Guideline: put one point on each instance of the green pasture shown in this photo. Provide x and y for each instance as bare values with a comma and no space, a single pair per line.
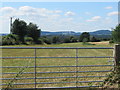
56,62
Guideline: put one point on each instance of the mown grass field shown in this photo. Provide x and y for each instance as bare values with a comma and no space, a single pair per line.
57,62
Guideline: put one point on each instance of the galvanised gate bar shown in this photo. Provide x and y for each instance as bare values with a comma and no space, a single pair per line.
45,76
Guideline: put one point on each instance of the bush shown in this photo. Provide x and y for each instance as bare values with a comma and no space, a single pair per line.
10,39
40,41
46,40
111,41
28,40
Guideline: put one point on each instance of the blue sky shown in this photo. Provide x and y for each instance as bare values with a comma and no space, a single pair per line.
62,16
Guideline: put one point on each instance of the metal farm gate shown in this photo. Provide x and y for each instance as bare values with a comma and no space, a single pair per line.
39,68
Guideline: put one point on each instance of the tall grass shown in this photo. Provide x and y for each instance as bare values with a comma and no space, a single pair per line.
56,62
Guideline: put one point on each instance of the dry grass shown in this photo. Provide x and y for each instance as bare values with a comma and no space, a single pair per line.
57,62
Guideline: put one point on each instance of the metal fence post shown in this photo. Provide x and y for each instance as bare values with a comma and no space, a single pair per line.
76,67
117,61
35,67
117,55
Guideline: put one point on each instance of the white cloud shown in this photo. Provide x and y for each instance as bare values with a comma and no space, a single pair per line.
109,7
113,13
95,18
69,13
87,13
7,10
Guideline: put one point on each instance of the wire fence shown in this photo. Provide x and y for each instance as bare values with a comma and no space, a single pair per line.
59,71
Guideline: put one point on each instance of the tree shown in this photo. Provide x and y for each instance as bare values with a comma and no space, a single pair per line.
116,34
83,36
33,31
55,39
93,39
10,39
19,28
73,39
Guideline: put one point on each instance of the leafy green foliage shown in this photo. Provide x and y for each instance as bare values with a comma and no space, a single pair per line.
116,34
33,31
19,28
10,39
86,36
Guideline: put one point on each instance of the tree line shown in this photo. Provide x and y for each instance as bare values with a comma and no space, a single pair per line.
21,33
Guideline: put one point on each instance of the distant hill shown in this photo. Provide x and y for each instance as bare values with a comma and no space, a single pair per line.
101,32
44,33
98,32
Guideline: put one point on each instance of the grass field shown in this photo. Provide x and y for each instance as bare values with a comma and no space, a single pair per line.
57,62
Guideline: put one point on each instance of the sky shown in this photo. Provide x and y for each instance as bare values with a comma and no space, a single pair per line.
61,16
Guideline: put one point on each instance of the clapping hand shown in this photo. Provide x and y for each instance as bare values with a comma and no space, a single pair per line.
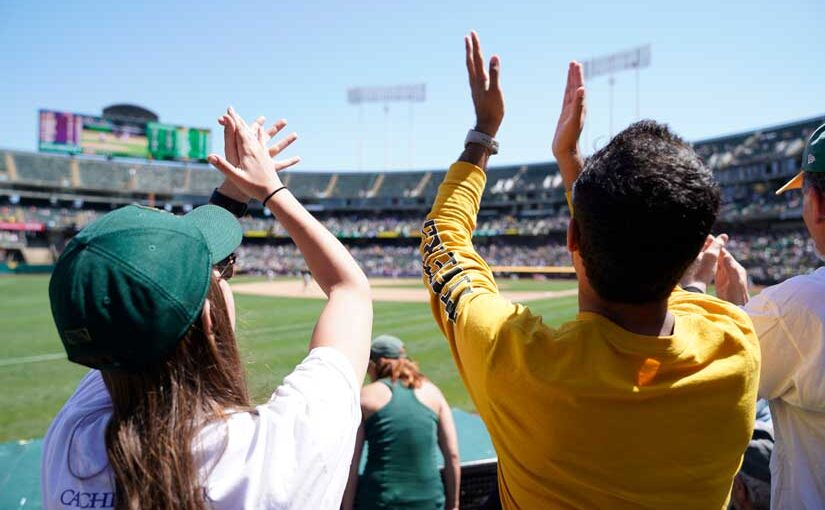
______________________________
What you should do
Copy out all of the data above word for word, leaving out the pictures.

Solution for this problem
Guideline: put one point on each instance of the green pasture shown in this photo. Provide x and y for each instance as bare values with a comma and no space, a single pair per line.
56,62
Guideline: put one point on each instance of the mown grass field shown in this photo. Provide x and y for each instance as bare values with a comma and no space, a single pair per line.
57,62
Guideline: put one point on each instance of the galvanised gate bar shown in this photo. Provide x and y for each instance as bare values with a comma and no space, a single pair per line.
45,76
Guideline: put one point on each instance of the bush shown in this photo. Provide x and y for each instance as bare values with a comma and no space, a single pair per line.
10,39
40,41
46,40
111,41
28,40
Guideline: put one point on each instance of the blue sky shown in this photo. Provide x and y for each instance as bare values with a comma and no space, a single pair per line.
62,16
Guideline: put one point on each instance of the metal farm gate shown in this photo. Provide x and y for each instance as bare values with a comma and no space, a single pair per line.
39,68
Guideline: put one point on each instance of the tall grass shown in this photo. Provide x and y for each instance as bare values with a comma and no space, a single pair per line.
56,62
Guideline: put one point on each instance of the dry grass shown in this photo. Provide x and y for each instance as bare values with a comma and no space, a single pair per line.
57,62
Guideline: put one point on each instance of the metal fence post shown in this photo. Provide x and y for each instance as bare values with a comma and no space, a single pair per line.
76,67
117,61
35,67
117,55
Guideline: put one point on each instance of the white cloud shown in this photo. Provide x and y for each instance as bare values with a comma and no space, a single pair per line.
109,7
113,13
95,18
69,13
87,13
7,10
Guideline: put one point on each instance of the wire fence shown in this photo. Provide x and y for each instance as bare values with a comma and no space, a single pair per line.
59,71
Guideline: put one point on each instance of the tree shown in this photo. Provide x and y for each instance as bare values with a comma and no space, a single pair per line.
116,34
83,36
33,31
55,39
93,39
10,39
19,28
73,39
Guideline: put one point on each instance of the leafy green foliage shown in this photo. Provide x and y for each instance as bare values with a comma and no space, a single pair per line.
116,34
33,31
19,28
10,39
86,36
Guideline: put one point on each instance of the tree line shown in this photo. Provide x and y for each instance as bare values with a comma and no space, a single pair per line.
21,33
Guideline: put one point on each instance of the distant hill shown in this photo. Provide x and y for each instance as bare values with a comma and no space, a single pair per line.
101,32
44,33
98,32
Guideline: put one point on each instance of the grass field shown in this photo. Provide x and y for each instance as bare values with a comma and no space, a single pair per line.
57,62
Guideline: put one point on each instance of the sky shown in this photo. Provide x and y for each instance as bare values with a comma and no space, a single pair per line.
61,16
Guideline: put one point on each instance of the clapping hand shown in this photo. Provide x and y for each instance as bare values with a comma and no space, a single pair per line.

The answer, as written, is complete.